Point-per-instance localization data
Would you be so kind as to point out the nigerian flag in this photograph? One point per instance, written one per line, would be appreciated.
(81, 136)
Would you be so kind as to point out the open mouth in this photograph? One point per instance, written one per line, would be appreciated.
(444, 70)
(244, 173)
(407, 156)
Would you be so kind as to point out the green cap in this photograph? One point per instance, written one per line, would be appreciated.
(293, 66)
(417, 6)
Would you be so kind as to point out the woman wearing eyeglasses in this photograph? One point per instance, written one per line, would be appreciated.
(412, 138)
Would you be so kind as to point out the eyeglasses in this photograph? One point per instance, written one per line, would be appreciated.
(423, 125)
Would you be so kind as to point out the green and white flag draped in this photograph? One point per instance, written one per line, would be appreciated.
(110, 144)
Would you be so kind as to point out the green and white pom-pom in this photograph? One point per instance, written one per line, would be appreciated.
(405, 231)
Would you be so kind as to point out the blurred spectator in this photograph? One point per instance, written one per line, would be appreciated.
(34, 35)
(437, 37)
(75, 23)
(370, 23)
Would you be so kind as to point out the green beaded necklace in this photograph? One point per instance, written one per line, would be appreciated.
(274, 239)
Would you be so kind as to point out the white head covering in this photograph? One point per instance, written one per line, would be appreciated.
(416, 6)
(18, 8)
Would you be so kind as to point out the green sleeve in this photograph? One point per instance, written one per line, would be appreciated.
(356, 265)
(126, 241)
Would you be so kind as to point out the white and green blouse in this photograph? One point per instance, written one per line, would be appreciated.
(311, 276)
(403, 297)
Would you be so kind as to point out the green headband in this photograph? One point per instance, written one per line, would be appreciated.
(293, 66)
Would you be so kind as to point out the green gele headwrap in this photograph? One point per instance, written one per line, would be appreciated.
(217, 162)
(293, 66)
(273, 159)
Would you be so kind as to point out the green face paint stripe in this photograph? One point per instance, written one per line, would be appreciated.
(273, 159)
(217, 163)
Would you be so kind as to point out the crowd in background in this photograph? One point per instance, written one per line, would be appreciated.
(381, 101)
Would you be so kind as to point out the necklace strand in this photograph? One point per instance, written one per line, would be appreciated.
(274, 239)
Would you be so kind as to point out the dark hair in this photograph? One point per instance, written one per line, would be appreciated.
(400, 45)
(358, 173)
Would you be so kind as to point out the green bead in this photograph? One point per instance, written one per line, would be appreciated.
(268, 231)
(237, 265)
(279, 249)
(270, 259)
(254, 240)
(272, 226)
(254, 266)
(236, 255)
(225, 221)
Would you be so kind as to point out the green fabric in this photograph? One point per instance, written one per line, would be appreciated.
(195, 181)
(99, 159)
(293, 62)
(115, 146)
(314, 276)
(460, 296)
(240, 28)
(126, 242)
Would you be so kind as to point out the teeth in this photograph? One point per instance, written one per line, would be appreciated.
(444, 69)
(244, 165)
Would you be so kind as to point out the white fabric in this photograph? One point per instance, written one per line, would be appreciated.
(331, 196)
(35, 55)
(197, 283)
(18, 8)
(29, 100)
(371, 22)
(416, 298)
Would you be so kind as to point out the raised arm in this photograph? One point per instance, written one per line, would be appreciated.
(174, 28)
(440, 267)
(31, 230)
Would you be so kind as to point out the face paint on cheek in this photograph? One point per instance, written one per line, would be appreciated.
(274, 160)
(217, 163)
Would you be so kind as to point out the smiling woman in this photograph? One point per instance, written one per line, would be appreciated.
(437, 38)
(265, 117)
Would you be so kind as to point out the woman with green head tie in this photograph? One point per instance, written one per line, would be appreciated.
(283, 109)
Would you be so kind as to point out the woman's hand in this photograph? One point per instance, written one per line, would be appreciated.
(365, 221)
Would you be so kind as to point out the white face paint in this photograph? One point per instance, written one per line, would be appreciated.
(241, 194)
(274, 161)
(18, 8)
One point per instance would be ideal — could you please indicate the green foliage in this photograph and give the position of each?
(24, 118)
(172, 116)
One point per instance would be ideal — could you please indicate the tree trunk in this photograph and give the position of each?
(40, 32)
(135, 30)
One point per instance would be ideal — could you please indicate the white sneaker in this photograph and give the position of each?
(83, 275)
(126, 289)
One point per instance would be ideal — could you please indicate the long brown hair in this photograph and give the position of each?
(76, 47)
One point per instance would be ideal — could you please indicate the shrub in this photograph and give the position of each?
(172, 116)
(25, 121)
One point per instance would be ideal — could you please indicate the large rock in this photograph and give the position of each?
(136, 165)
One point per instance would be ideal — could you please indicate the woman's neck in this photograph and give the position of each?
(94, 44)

--

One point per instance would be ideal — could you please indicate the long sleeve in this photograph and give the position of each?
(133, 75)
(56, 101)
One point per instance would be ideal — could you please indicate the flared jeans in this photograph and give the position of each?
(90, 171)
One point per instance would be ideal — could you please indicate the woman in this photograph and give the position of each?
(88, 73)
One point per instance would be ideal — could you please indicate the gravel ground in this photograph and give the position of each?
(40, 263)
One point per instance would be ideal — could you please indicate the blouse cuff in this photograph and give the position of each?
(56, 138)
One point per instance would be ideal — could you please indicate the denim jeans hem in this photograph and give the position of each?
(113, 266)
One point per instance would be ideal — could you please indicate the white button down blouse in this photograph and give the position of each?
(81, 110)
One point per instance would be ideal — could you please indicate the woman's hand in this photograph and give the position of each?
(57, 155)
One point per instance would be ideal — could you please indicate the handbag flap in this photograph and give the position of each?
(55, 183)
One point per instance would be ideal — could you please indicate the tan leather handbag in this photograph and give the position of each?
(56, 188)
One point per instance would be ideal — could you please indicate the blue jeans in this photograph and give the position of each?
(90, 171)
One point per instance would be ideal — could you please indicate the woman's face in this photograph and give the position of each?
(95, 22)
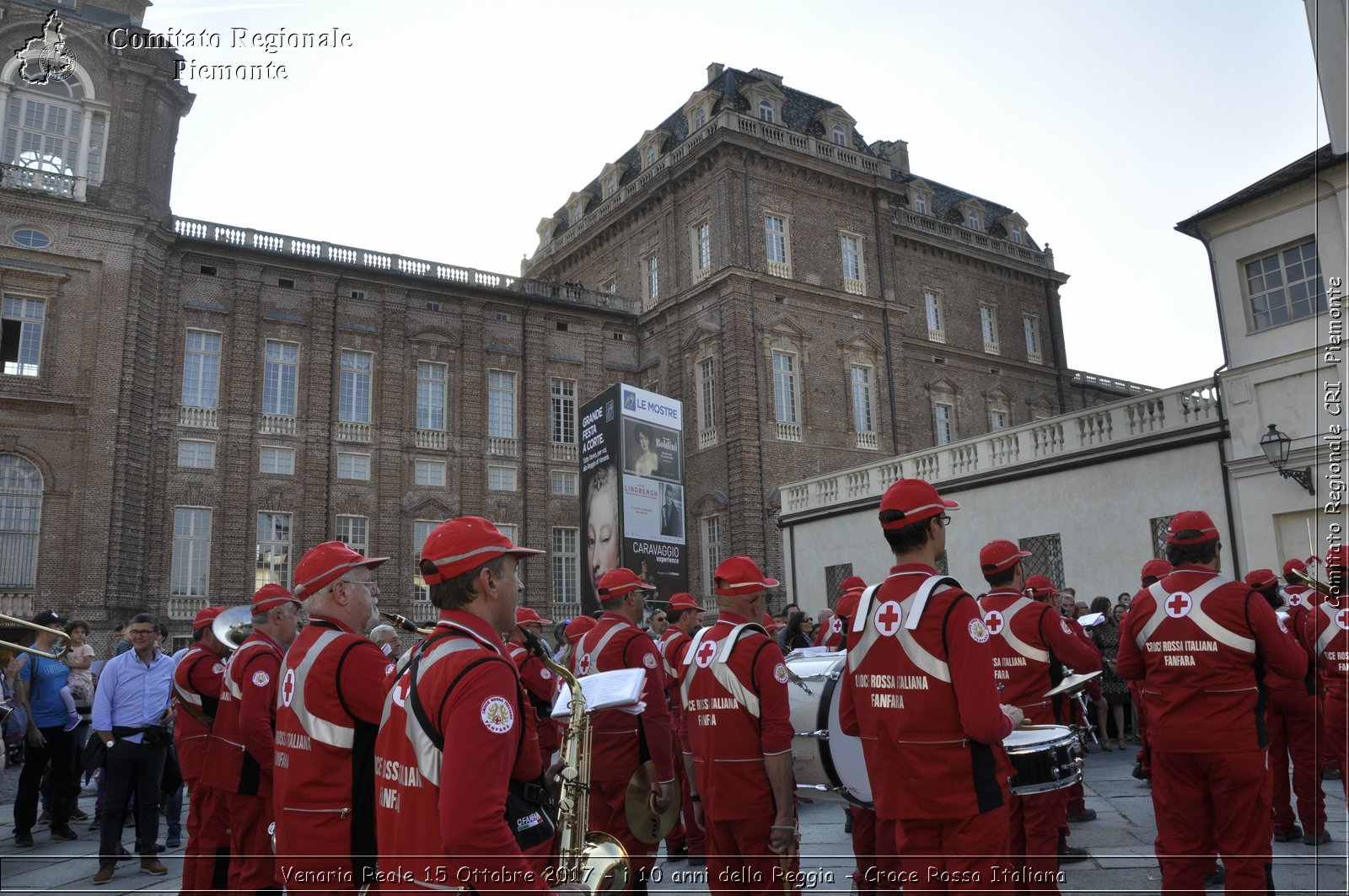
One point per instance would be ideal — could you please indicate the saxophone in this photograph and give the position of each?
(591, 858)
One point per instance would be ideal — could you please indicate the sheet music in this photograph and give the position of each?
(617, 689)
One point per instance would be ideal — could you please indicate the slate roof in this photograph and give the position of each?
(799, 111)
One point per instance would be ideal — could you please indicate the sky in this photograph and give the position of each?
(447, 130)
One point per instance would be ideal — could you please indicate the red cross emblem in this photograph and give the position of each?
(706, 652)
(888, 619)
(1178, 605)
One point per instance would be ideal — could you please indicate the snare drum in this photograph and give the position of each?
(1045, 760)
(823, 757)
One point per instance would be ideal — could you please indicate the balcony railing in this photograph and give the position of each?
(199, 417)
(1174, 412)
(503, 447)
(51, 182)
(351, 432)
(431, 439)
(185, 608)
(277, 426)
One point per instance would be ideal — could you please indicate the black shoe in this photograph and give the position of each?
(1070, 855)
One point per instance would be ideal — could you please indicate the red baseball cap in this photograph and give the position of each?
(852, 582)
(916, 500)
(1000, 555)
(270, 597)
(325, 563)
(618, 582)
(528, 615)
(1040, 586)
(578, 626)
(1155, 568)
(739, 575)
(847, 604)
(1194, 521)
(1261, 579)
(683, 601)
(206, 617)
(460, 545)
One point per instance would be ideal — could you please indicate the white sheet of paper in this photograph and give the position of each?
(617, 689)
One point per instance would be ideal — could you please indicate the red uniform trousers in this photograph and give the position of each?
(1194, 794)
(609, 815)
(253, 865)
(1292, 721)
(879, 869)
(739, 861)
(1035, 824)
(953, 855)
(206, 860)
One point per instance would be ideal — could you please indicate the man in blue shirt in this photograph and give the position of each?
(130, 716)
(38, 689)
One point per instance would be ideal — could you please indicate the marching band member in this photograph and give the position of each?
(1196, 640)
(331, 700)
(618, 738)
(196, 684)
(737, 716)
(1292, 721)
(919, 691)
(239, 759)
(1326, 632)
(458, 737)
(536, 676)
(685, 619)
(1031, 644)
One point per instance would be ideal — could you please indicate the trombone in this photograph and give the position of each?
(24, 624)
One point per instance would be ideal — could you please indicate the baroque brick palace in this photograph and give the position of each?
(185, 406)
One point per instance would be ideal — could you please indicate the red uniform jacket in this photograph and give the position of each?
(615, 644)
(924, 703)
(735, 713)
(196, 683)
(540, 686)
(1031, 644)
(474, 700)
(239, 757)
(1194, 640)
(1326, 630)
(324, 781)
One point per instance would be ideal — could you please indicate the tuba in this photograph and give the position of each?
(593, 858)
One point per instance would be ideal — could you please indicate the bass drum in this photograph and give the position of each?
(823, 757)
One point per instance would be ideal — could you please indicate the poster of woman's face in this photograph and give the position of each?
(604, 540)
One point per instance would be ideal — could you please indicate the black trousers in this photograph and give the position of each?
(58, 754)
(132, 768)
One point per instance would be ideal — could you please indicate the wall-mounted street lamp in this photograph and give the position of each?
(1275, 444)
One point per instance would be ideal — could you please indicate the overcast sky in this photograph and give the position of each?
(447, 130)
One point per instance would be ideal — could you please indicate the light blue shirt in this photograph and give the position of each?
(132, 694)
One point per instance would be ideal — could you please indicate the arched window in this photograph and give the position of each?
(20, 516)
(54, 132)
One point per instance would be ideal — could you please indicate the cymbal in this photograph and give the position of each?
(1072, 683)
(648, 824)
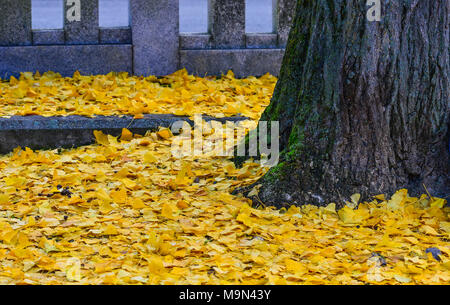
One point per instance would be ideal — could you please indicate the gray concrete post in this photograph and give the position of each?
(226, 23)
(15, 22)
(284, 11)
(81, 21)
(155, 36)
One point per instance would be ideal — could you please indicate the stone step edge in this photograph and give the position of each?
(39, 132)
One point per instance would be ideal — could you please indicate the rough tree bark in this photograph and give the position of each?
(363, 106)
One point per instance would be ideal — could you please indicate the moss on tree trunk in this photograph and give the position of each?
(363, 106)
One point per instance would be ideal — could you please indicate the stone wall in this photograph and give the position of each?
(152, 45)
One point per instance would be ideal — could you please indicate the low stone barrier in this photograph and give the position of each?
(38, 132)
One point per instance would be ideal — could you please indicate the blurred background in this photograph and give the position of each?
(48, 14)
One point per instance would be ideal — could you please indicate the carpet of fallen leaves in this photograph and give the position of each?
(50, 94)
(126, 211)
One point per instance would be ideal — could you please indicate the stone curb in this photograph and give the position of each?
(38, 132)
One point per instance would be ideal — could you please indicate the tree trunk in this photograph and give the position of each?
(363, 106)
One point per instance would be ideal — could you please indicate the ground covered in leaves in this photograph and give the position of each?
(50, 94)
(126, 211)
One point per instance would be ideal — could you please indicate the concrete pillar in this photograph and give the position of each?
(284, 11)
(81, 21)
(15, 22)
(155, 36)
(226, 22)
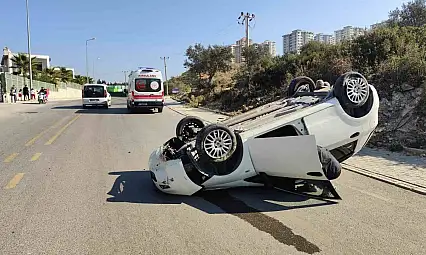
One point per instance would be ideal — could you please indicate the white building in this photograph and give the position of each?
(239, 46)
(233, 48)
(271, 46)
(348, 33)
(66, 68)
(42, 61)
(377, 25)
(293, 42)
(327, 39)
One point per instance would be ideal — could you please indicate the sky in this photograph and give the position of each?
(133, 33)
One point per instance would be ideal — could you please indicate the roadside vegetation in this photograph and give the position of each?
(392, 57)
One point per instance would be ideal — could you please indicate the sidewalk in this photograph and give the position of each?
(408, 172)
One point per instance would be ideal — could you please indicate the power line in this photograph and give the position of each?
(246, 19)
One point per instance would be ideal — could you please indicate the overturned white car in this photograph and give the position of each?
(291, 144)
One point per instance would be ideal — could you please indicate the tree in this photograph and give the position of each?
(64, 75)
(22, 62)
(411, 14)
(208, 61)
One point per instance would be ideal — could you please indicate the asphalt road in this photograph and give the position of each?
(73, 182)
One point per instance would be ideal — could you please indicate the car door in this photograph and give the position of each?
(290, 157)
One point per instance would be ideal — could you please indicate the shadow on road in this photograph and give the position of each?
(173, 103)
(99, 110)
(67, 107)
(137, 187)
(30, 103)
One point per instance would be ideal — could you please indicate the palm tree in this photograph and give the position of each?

* * *

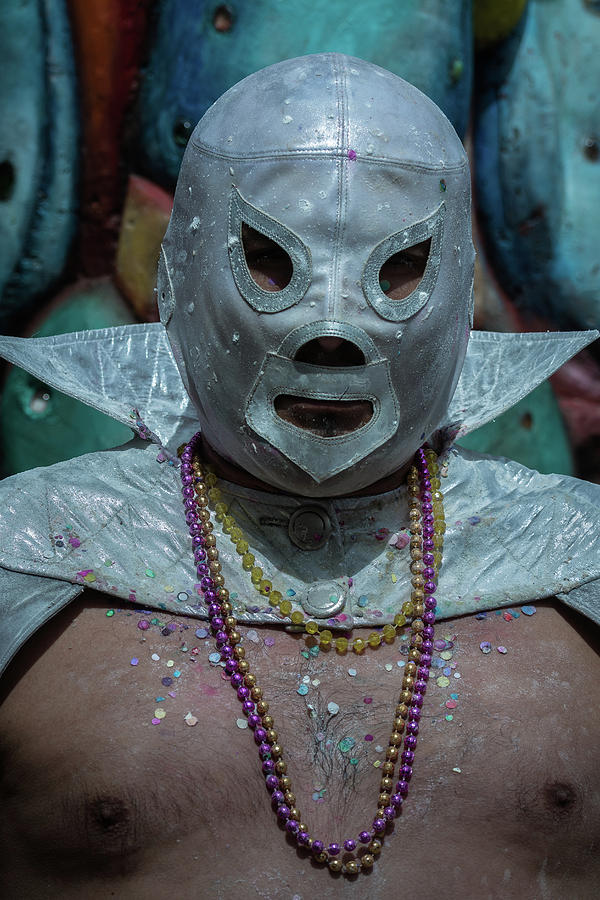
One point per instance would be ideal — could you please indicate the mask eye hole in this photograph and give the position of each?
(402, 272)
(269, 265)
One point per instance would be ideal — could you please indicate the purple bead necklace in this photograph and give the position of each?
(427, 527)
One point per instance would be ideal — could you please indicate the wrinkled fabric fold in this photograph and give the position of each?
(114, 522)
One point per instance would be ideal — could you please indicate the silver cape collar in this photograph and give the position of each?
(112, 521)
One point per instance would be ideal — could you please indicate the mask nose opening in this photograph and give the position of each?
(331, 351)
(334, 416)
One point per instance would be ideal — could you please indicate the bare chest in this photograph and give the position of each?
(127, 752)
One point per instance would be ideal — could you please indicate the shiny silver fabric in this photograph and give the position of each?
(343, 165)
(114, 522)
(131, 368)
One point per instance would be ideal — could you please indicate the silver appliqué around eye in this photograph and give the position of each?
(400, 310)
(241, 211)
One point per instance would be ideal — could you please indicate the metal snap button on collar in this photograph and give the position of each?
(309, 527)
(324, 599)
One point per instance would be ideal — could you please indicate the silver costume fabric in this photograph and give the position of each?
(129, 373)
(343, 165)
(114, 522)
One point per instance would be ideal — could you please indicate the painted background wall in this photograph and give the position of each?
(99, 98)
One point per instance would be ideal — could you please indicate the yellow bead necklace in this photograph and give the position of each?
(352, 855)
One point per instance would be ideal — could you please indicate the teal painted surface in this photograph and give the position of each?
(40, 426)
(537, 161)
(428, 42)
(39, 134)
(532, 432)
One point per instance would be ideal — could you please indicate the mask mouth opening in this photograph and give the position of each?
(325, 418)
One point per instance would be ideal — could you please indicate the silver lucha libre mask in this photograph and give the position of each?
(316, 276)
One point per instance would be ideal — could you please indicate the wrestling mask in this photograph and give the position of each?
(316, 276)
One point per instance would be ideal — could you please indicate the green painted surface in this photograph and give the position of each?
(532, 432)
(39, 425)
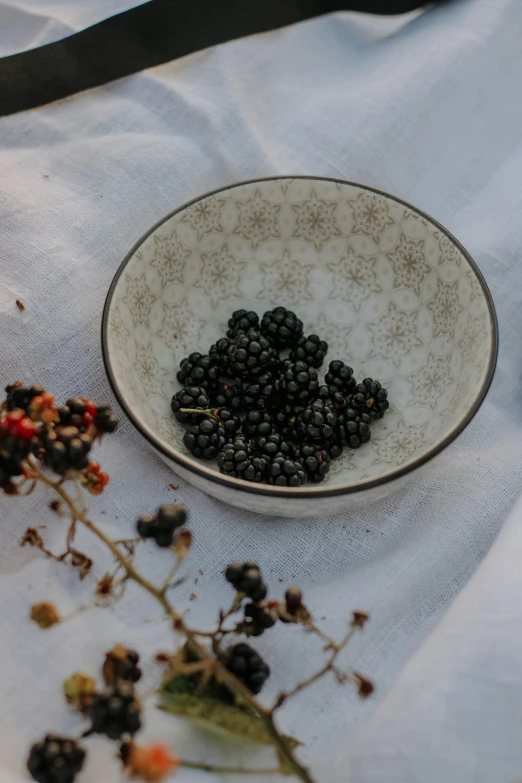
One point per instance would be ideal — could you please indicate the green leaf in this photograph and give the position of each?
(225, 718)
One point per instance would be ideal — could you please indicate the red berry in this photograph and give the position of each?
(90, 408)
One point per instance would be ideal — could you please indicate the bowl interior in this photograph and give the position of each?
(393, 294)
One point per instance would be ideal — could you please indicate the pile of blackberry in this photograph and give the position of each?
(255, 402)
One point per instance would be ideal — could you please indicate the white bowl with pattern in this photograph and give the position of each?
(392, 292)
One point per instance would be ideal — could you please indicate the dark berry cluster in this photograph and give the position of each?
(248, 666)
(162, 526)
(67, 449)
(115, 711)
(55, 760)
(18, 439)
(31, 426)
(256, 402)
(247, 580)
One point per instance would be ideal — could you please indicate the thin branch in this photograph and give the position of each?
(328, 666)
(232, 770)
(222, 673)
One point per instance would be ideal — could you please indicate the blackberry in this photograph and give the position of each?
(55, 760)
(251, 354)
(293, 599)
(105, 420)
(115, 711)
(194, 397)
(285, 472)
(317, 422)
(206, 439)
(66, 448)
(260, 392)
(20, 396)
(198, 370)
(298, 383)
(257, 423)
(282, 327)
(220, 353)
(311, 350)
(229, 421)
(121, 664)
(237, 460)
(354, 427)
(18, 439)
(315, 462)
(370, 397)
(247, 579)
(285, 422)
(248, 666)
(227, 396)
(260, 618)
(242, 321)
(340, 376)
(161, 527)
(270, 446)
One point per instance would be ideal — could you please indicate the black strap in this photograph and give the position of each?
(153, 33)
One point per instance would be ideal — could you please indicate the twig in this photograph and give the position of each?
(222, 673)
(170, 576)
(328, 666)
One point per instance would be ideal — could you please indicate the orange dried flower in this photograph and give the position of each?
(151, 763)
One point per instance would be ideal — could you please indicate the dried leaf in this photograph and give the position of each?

§ **Exercise aim**
Your answer should consist only of the lines above between the line holding "indicate the asphalt" and the line holding "indicate the palm", inclusive, each transcribed exactly.

§ **Exercise result**
One point per instance would be ideal — could you please indicate the asphalt road in this photograph and give the position of each?
(73, 182)
One point per instance would be ideal — could you please indicate the car door in this photograph and give the position of each?
(290, 157)
One point per instance would be ideal — could you please indicate the shadow on road in this photograph and give the position of each?
(173, 103)
(99, 110)
(67, 107)
(137, 187)
(30, 103)
One point per instance would be ideal — could you please indicate the palm tree in this photograph and give the position of each?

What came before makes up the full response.